__Work to do__
Write out the stretch from the line containing "For the scouting record, return for every instance of the white" through the end of the records, requests included, and raise every x and y coordinate in the answers by 108. Leave the requests unchanged.
-=-=-
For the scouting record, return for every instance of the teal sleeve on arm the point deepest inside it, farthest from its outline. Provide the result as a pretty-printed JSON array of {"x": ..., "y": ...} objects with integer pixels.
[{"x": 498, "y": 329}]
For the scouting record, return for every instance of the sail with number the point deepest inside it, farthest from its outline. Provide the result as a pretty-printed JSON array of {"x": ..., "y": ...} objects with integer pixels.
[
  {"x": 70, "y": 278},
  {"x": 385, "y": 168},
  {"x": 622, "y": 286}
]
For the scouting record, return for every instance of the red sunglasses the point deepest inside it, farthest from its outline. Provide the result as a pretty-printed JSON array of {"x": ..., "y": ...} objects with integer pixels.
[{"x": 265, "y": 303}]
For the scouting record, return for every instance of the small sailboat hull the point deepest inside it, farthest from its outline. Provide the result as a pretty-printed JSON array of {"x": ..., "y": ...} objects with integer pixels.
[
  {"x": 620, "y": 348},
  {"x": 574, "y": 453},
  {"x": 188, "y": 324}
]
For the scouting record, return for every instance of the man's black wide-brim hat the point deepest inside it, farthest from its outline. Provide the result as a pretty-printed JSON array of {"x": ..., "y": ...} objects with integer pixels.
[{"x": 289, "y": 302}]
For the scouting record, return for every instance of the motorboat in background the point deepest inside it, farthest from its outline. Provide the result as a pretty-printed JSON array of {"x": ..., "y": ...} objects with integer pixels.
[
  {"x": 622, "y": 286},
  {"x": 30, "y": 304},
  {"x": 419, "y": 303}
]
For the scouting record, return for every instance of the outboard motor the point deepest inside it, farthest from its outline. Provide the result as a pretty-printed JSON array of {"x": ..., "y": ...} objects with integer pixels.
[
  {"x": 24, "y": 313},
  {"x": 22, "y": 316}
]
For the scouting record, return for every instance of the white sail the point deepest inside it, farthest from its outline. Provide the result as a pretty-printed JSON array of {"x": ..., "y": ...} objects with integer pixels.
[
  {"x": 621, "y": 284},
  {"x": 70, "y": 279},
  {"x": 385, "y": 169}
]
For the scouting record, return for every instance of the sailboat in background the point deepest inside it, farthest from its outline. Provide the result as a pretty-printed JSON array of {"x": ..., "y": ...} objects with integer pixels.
-=-=-
__Full response__
For the scouting record, return for every instance of the white sail the point deepest inside it, farthest from its outline. Provide the result as a pretty-printed JSON array of {"x": ..., "y": ...} objects with integer pixels.
[
  {"x": 729, "y": 392},
  {"x": 178, "y": 387},
  {"x": 493, "y": 277}
]
For the scouting record, return for every instance of the sailboat in background the point deepest inside it, farthest from its outline. Provide the result as a pretty-printed JSON array of {"x": ..., "y": ...} objects with integer pixels.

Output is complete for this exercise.